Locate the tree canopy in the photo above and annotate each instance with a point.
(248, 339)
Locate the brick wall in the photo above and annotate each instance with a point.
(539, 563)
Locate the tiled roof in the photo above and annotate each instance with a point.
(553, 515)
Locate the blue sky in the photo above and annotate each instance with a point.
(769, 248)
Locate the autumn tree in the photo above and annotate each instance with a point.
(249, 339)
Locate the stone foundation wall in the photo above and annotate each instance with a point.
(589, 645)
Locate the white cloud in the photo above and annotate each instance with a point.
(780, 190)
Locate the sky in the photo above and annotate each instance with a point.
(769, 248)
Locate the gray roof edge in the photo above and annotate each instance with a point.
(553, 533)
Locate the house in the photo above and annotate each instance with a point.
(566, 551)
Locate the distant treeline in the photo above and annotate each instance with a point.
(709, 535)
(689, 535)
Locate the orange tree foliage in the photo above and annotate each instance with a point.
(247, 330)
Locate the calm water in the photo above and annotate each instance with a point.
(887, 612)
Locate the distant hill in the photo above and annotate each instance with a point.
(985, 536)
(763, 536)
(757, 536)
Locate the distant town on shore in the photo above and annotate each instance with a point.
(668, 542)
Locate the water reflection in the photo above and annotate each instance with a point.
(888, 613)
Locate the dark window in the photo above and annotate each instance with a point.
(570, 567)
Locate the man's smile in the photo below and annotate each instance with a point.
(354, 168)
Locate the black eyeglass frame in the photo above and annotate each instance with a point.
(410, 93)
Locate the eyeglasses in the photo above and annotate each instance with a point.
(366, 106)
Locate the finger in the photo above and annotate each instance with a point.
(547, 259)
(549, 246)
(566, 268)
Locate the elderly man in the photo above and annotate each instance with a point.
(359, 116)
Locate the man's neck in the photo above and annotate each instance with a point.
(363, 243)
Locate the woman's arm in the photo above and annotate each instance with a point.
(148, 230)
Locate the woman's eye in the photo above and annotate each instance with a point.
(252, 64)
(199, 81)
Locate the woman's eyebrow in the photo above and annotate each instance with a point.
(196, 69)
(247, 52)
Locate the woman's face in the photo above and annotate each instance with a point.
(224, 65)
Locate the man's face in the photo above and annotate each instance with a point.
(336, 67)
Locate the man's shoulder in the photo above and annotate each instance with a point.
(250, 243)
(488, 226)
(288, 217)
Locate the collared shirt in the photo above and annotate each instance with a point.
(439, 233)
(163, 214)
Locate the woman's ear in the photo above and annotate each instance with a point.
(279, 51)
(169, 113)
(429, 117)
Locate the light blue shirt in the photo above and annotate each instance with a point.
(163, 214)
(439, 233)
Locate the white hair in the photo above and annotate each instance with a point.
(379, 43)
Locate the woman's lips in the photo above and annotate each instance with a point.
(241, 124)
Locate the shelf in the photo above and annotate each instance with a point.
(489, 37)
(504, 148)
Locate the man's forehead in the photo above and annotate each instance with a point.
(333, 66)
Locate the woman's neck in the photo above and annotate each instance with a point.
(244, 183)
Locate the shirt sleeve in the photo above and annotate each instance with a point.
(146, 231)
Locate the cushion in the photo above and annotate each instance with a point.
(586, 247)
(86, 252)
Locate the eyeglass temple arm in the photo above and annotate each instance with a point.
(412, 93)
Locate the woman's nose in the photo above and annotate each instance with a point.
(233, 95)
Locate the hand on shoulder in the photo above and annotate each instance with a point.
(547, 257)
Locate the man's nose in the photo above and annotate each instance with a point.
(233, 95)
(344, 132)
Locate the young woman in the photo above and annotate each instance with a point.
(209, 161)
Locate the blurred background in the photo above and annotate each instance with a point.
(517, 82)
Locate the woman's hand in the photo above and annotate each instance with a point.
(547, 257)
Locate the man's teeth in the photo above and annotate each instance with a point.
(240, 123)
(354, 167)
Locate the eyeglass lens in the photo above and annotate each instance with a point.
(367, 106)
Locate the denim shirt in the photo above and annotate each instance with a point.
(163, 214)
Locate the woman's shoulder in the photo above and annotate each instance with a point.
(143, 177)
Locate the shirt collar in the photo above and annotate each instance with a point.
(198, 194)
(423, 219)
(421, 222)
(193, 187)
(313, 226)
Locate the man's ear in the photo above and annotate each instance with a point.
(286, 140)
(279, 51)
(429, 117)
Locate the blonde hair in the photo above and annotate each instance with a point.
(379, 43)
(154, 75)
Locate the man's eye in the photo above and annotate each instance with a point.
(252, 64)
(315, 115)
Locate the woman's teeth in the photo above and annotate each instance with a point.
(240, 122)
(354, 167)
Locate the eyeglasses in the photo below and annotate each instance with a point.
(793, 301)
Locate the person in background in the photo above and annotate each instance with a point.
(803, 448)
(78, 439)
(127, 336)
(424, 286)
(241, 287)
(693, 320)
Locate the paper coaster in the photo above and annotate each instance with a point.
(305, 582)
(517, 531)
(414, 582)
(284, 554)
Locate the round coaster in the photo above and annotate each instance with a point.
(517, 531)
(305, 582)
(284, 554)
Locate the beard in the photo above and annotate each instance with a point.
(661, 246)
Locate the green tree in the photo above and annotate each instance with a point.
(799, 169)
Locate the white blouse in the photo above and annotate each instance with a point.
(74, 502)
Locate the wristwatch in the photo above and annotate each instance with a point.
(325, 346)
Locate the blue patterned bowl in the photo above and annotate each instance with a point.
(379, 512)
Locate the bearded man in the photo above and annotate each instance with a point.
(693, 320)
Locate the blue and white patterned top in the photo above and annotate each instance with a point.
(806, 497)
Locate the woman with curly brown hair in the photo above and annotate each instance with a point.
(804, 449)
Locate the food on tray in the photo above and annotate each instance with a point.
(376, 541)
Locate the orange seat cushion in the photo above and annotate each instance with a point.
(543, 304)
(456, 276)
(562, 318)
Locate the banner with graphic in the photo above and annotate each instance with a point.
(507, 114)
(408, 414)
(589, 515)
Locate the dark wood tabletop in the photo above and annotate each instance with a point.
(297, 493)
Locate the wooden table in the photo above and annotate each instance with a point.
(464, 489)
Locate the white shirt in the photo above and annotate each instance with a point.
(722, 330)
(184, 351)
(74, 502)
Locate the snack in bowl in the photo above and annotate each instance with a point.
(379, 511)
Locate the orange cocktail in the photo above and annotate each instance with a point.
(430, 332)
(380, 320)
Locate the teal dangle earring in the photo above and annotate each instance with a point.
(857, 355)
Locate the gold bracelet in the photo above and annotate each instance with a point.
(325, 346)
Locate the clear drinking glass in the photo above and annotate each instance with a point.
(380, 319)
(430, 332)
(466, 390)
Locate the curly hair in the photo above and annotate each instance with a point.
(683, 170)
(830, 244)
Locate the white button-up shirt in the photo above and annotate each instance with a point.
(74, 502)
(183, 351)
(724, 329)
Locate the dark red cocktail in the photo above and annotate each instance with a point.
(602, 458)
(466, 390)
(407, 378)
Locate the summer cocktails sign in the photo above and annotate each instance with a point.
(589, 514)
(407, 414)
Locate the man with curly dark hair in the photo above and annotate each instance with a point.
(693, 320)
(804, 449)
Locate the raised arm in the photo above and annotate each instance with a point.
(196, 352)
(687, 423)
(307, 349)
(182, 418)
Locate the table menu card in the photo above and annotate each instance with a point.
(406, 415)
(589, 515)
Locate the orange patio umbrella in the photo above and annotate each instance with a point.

Work to complete:
For this exercise, transcribe all the records exactly.

Response box:
Locate the tree canopy in the photo above and annotate each instance with a point.
(248, 339)
Locate the brick wall in the photo above and annotate each instance with a point.
(539, 563)
Locate the tiled roof in the photo above and annotate each instance with a point.
(553, 515)
Locate the blue sky in the photo above and annotate each instance with a point.
(769, 248)
Locate the autumn tree in the photo above and annotate each instance with a point.
(249, 339)
Locate the stone foundation wall in the photo above and annotate each instance with a point.
(589, 645)
Locate the white cloud in the photo above and annotate each instance with a point.
(780, 190)
Locate the sky in the photo above and annotate each instance with a point.
(769, 248)
Locate the gray roof edge in the photo above and annotate each instance with a point.
(553, 533)
Locate the house in the photo above and annotate each instance with a point.
(566, 551)
Locate the distant treeline in the photo above and annotate each instance with a point.
(709, 535)
(689, 535)
Locate the orange tree foliage in the photo above and annotate each instance with a point.
(247, 330)
Locate the calm water in the photo above and annotate each instance with a point.
(887, 612)
Locate the distant hill in the photo above and annotate each instance with a point.
(985, 536)
(763, 536)
(757, 536)
Locate the distant town on shore in the photo above and annotate each instance with a point.
(668, 542)
Locate the water reflection in the photo above and annotate each instance with a point.
(888, 613)
Locate the dark window in the photo above and annotate each instance with a point.
(570, 567)
Locate the man's smile in the photo below and annotate each instance with a point.
(354, 168)
Locate the black eyeglass frame in the photo above and annotate each instance with a point.
(410, 93)
Locate the eyeglasses in the photo above and annotate each instance with a point.
(366, 106)
Locate the finger in the photo above and annotate each instance with a point.
(547, 259)
(549, 246)
(566, 268)
Locate the elderly man in the photo above and annotate each instance with a point.
(359, 116)
Locate the man's neck in the photo above and annotate each instance with a point.
(363, 243)
Locate the woman's arm in the photo above and annotate each instance with a point.
(148, 230)
Locate the woman's eye in the photo above and annotate each instance with a point.
(252, 64)
(199, 81)
Locate the woman's eyebrow in the photo above and annotate each instance with a point.
(196, 69)
(247, 52)
Locate the woman's face in the photo above and annotate each instance with a point.
(224, 65)
Locate the man's face in the photo above and annotate each instance with a point.
(336, 67)
Locate the man's shoulder in the photo above and annotate each instance with a point.
(250, 243)
(488, 226)
(288, 217)
Locate the collared shirt in the photo above and annotate each instance with a point.
(439, 233)
(163, 214)
Locate the woman's ear in the photo above and annotate each instance with a point.
(279, 51)
(169, 113)
(429, 117)
Locate the light blue shirt in the photo above and annotate each instance with a point.
(163, 214)
(439, 233)
Locate the white hair in the photo above and annotate each instance with a point.
(379, 43)
Locate the woman's lips in the photo above and annotate each instance with a point.
(241, 124)
Locate the shelf in the photo above and annotate each instance with a point.
(489, 37)
(504, 148)
Locate the man's forehead in the photo above and annotate each instance with a point.
(333, 66)
Locate the woman's neck in the photo above and annotate each instance with a point.
(244, 183)
Locate the shirt sleeve in the photo above and annotate each instance with a point.
(146, 231)
Locate the cushion in the photo above and annotate each instance with a point.
(586, 247)
(86, 252)
Locate the eyeglass temple arm in the photo above and annotate each instance with a point.
(412, 93)
Locate the woman's nose in the photo above and annotate each instance with a point.
(233, 95)
Locate the hand on shoulder in the photo above and annotate each instance with a point.
(547, 257)
Locate the man's nose in the photo above and annotate each instance with a point.
(233, 95)
(344, 132)
Locate the young woman in the photo above and annotate each instance with a point.
(209, 161)
Locate the blurred background in the photo above and annotate each instance with a point.
(517, 82)
Locate the woman's hand in the photo above and annotate each instance with a point.
(547, 257)
Locate the man's teeth in the photo above and annotate each instance with a point.
(240, 123)
(354, 167)
Locate the eyeglass lens in the photo above and annotate each instance with a point.
(367, 106)
Locate the denim shirt in the photo above and annotate each instance with a point.
(163, 214)
Locate the woman's shoulder in the photo above and annotate each instance with a point.
(143, 177)
Locate the shirt collar in the photo above and annotate each instance with a point.
(198, 194)
(423, 219)
(421, 222)
(193, 187)
(313, 226)
Locate the man's ear in the photo above and annotate each instance with a point.
(286, 140)
(279, 51)
(429, 117)
Locate the blonde hair in the photo above and annotate each instance with a point.
(379, 43)
(154, 75)
Locate the man's eye in the photo above and annotate each instance with a point.
(252, 64)
(315, 115)
Locate the woman's teeth in the photo above and annotate each instance with a point.
(240, 122)
(354, 167)
Locate the eyeglasses in the photo below and annotate each instance with a point.
(793, 301)
Locate the person in background in the photo above and annotate each instance with a point.
(803, 448)
(78, 439)
(127, 336)
(424, 286)
(241, 287)
(693, 320)
Locate the paper coaster in the photo above and annotate each instance with a point.
(305, 582)
(517, 531)
(414, 582)
(284, 554)
Locate the round coaster in the photo above and annotate each instance with a point.
(517, 531)
(305, 582)
(284, 554)
Locate the beard in the photo above and annotate each instance with a point.
(661, 246)
Locate the green tree in the photo above and annotate each instance with a point.
(799, 169)
Locate the white blouse in the photo above and annotate each instance with a point.
(74, 502)
Locate the wristwatch in the photo above and annotate each instance with a point.
(325, 346)
Locate the blue patterned bowl in the photo above and annotate each instance with a point.
(379, 512)
Locate the bearded man in the photo above and annotate each instance with a point.
(693, 320)
Locate the blue and white patterned top in the photo above and annotate each instance with a point.
(806, 497)
Locate the woman with curly brown hair in the photo above and annotate each instance with a point.
(804, 449)
Locate the food on tray in the photo above and annotate each instance with a point.
(376, 541)
Locate the orange seat cushion in the photo above and annotate each instance with a point.
(543, 304)
(456, 276)
(562, 318)
Locate the banner with graphic in the photo above and annotate each instance with a point.
(507, 114)
(408, 414)
(589, 515)
Locate the dark wood tabletop in the photo above and annotate each instance with a point.
(297, 493)
Locate the wooden table in the photo above and annotate each instance with a point.
(464, 489)
Locate the white shirt in the photo above and annotate each instance with a point.
(722, 330)
(184, 351)
(74, 502)
Locate the snack in bowl in the photo above and annotate each instance with a point.
(379, 511)
Locate the orange cocktail in the photo above and annotate each instance with a point.
(430, 332)
(380, 320)
Locate the teal dangle earring in the photo above and annotate each instance with a point.
(857, 355)
Locate the gold bracelet in the photo above and annotate each instance with a point.
(325, 346)
Locate the clear drinking glass in the photo above and annotate each instance with a point.
(380, 319)
(430, 332)
(466, 390)
Locate the curly hair in the photo above and annotate each instance with a point.
(683, 170)
(830, 244)
Locate the white button-up shirt in the photo above and annotate each instance with a point.
(74, 502)
(183, 351)
(724, 329)
Locate the dark red cocktail in the photo above and annotate each instance with a point.
(602, 458)
(466, 390)
(407, 378)
Locate the summer cocktails sign in the photo above and annotate each instance with a point.
(589, 514)
(407, 414)
Locate the man with curly dark hair in the photo above and annotate each instance with a point.
(693, 320)
(804, 449)
Locate the raised arm in the photo above and annotate each instance with a point.
(196, 352)
(687, 423)
(307, 349)
(182, 418)
Locate the table menu card in the photo above and annotate each instance with a point.
(406, 415)
(589, 515)
Locate the orange patio umbrella in the photo above and annotate each instance with a point.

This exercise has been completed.